__Task description__:
Answer the following questions using the post about the "things" table below.
1. How many entries does the table have?
2. What kind of association exists inside the table?
3. What does the "type" column contain, and in what form?

I have a relatively large (as in >10^6 entries) table called "things" which represent locateable objects, e.g. countries, areas, cities, streets, etc. They are used as a tree of objects with a fixed depth, so the table structure looks like this:
id
name
type
continent_id
country_id
city_id
area_id
street_id
etc.
The association inside "things" is 1:n, i.e. a street or area always belongs to a defined city and country (not two or none); the column city_id for example contains the id of the "city" thing for all the objects which are inside that city. The "type" column contains the type of thing (Street, City, etc) as a string.

Spatial annotation records
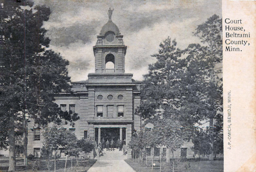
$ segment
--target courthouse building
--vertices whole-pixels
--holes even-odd
[[[125,73],[127,46],[109,14],[109,19],[93,47],[95,72],[89,74],[85,81],[73,82],[73,93],[56,95],[56,103],[63,111],[78,114],[75,128],[67,128],[78,139],[92,137],[97,143],[102,138],[125,139],[127,144],[132,134],[140,130],[141,118],[135,114],[141,103],[140,84],[132,79],[132,74]],[[42,131],[34,127],[33,122],[28,124],[28,155],[39,156]]]
[[[135,109],[141,103],[141,84],[132,79],[132,74],[125,73],[127,46],[123,35],[111,20],[110,12],[109,20],[97,36],[93,47],[95,72],[89,74],[85,81],[72,82],[73,93],[56,95],[56,103],[63,111],[78,114],[80,120],[75,122],[75,128],[64,126],[74,132],[78,139],[92,138],[97,144],[102,139],[113,139],[115,144],[120,140],[125,140],[127,145],[132,135],[140,131],[143,122],[135,114]],[[153,126],[149,123],[146,127]],[[28,155],[40,156],[43,147],[42,133],[32,122],[28,123]],[[191,141],[184,142],[182,148],[174,152],[175,157],[192,158],[193,146]],[[160,149],[164,154],[166,153],[163,147],[147,149],[147,151],[149,155],[154,152],[158,156]],[[127,155],[131,158],[129,149]],[[95,155],[92,153],[90,156],[93,158]]]

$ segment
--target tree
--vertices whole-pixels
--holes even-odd
[[[15,169],[15,121],[23,125],[25,160],[27,157],[27,115],[39,124],[60,123],[62,119],[77,120],[77,114],[60,111],[54,102],[54,95],[71,91],[68,62],[49,47],[50,39],[42,28],[50,14],[49,8],[33,6],[29,1],[21,8],[15,1],[1,5],[1,63],[5,84],[0,87],[2,110],[1,122],[7,121],[9,146],[9,171]],[[21,115],[22,117],[20,117]],[[16,122],[16,123],[18,123]]]
[[[189,130],[189,128],[181,126],[179,121],[172,119],[159,120],[157,124],[154,127],[154,135],[158,138],[158,144],[166,146],[172,153],[173,171],[174,171],[174,152],[181,148],[184,140],[189,138],[190,134]]]
[[[74,133],[66,131],[63,128],[58,129],[56,126],[47,127],[43,133],[44,145],[48,150],[54,150],[54,171],[56,171],[57,151],[61,148],[65,154],[71,153],[70,151],[77,144],[77,138]],[[66,165],[65,165],[66,167]]]
[[[95,146],[93,139],[90,138],[82,138],[78,140],[77,145],[77,147],[80,149],[80,151],[86,155],[91,152]]]
[[[208,119],[210,122],[211,161],[214,158],[214,140],[222,134],[222,71],[218,65],[222,61],[223,56],[222,23],[222,19],[214,15],[199,25],[194,35],[201,40],[203,45],[190,45],[185,51],[189,54],[188,71],[193,80],[190,87],[197,88],[189,92],[197,94],[197,99],[200,100],[199,104],[201,106],[199,115],[201,120],[199,121]],[[196,69],[200,72],[196,72]]]
[[[182,56],[182,51],[176,48],[176,40],[168,37],[160,44],[158,54],[152,56],[158,61],[149,65],[149,72],[144,76],[142,97],[146,100],[136,111],[147,119],[146,123],[152,122],[158,128],[154,129],[155,134],[162,138],[159,140],[164,141],[159,143],[159,145],[166,145],[172,152],[179,148],[187,138],[183,137],[184,135],[178,137],[181,133],[179,130],[173,129],[172,124],[175,123],[174,126],[177,127],[183,126],[189,128],[193,127],[195,122],[194,118],[189,117],[191,114],[184,112],[187,92],[188,63],[187,59]],[[165,132],[167,129],[165,130],[162,127],[164,123],[167,128],[172,129],[171,135]],[[174,136],[176,139],[173,140],[174,143],[166,142],[171,141],[168,137],[173,139]],[[170,161],[168,152],[167,150],[167,162]]]

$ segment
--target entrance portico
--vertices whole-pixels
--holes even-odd
[[[114,141],[115,146],[120,140],[129,143],[131,137],[131,124],[126,125],[95,125],[95,140],[97,144],[104,139],[110,142],[112,139]]]

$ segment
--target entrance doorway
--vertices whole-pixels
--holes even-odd
[[[121,131],[120,131],[120,129]],[[114,141],[114,147],[117,148],[118,147],[118,143],[120,141],[120,137],[121,132],[121,138],[122,141],[124,141],[126,138],[126,128],[119,128],[119,127],[109,127],[105,128],[102,127],[100,128],[100,134],[99,134],[99,129],[98,128],[95,128],[95,141],[97,142],[97,145],[98,145],[99,137],[100,137],[100,140],[102,143],[103,140],[103,142],[106,144],[106,142],[107,140],[109,141],[109,143],[111,141],[111,140],[113,139]],[[103,147],[106,147],[103,145]]]

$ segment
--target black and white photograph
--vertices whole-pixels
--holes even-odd
[[[0,16],[1,172],[224,171],[222,1],[0,0]]]

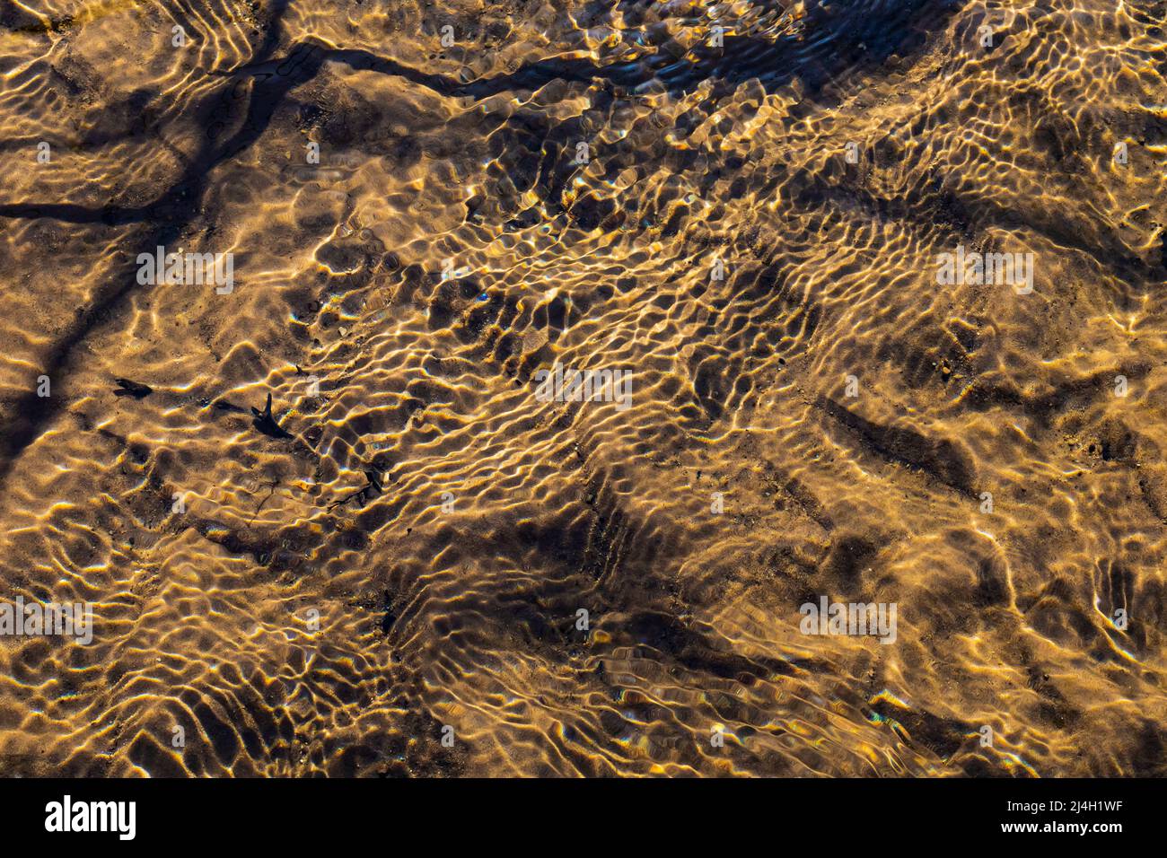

__Task solution__:
1. More than 10^6 entries.
2. A 1:n association.
3. The type of thing, such as Street or City, stored as a string.